**Available records**.
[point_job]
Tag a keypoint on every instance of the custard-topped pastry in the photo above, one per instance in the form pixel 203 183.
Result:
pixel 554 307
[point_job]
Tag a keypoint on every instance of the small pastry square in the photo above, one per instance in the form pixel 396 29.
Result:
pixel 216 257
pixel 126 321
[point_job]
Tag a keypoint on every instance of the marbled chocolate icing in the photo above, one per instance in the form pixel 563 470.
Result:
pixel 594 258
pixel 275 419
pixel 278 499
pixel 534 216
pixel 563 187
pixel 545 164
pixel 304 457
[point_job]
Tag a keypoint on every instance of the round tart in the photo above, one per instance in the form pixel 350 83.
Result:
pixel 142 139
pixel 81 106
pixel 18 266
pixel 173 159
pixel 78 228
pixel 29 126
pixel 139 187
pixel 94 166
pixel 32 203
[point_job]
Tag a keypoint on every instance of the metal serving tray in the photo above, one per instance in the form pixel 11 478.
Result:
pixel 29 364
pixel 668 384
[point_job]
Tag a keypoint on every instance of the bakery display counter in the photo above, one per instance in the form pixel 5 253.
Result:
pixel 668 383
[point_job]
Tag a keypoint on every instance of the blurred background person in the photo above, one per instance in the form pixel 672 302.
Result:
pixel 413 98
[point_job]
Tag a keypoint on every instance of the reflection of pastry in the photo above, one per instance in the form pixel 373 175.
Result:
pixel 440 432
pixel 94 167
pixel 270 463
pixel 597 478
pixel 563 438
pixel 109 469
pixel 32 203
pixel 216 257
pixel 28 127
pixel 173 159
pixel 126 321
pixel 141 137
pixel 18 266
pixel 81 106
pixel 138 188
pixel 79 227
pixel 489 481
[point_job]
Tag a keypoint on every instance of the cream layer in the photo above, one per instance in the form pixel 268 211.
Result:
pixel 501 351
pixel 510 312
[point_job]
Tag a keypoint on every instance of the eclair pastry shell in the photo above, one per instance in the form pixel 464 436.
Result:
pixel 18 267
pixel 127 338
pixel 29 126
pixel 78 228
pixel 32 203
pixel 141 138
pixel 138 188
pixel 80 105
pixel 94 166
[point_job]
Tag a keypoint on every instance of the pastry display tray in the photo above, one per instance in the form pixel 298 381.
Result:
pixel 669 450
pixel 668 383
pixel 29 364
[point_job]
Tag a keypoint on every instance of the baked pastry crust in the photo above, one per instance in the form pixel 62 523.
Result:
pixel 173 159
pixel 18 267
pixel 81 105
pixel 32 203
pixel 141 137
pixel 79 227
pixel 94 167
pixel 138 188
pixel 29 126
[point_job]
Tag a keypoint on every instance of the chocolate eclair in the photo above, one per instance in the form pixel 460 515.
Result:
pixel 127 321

**Written task**.
Reproduce all of the rows above word for word, without changing anything.

**Exercise output**.
[point_job]
Tag a keypoint on every instance of the custard-topped pastry in the photo above, one per instance in the form pixel 203 183.
Result:
pixel 554 307
[point_job]
Tag a keypoint on every instance of the small pastry square in the photo above, one per instance in the form pixel 396 29.
Result:
pixel 216 257
pixel 126 321
[point_job]
Tag a keypoint on every instance of the marbled chocolate icing in the photo above, one per instance in the form pixel 563 470.
Result:
pixel 594 258
pixel 275 419
pixel 278 499
pixel 534 216
pixel 563 187
pixel 545 164
pixel 304 457
[point_job]
Tag a keypoint on every instance of the round tart in the photo above, one per instance in the form pixel 350 83.
Result:
pixel 142 139
pixel 81 106
pixel 18 266
pixel 173 159
pixel 78 228
pixel 29 126
pixel 139 187
pixel 94 166
pixel 32 203
[point_job]
Tag a keypoint on every instance of the metal serving tray in the photo above, one per instance in the form pixel 11 478.
Result:
pixel 29 364
pixel 668 384
[point_job]
Tag a keypoint on every instance of the bakery display counter in the photo above, one per instance in the form pixel 5 253.
Result:
pixel 668 383
[point_job]
Tag a keypoint on every instance of the blurred background person in the photo above, one per instance in the form pixel 672 302.
Result:
pixel 413 98
[point_job]
Tag a keypoint on every instance of the reflection of pastry in the photo above, one per instance in the form pixel 373 175.
Result:
pixel 440 432
pixel 94 167
pixel 270 463
pixel 597 478
pixel 563 438
pixel 109 469
pixel 32 203
pixel 216 257
pixel 28 127
pixel 173 159
pixel 126 321
pixel 141 137
pixel 18 266
pixel 81 106
pixel 138 188
pixel 79 227
pixel 489 481
[point_job]
Tag a keypoint on every instance of the cream layer in the photo above, one per instance in the form pixel 268 211.
Result:
pixel 501 351
pixel 510 312
[point_job]
Tag a keypoint on every instance of the eclair pastry shell in the photo above, one per instance in the form pixel 464 436.
Result:
pixel 18 267
pixel 127 338
pixel 29 126
pixel 78 228
pixel 32 203
pixel 141 138
pixel 138 188
pixel 80 105
pixel 94 166
[point_job]
Tag a keypoint on every instance of the pastry display tray in the photo above, one per instance in the form pixel 298 381.
Result:
pixel 669 450
pixel 668 383
pixel 29 364
[point_job]
Tag a keypoint on every instance of the baked pastry crust in the photo above, one per instance in the form pixel 62 523.
Result:
pixel 173 159
pixel 18 267
pixel 81 105
pixel 32 203
pixel 141 137
pixel 79 227
pixel 94 167
pixel 138 188
pixel 29 126
[point_job]
Tag a keypoint on every instance of the chocolate eclair in the photo above, one per instance in the form pixel 460 515.
Result:
pixel 127 321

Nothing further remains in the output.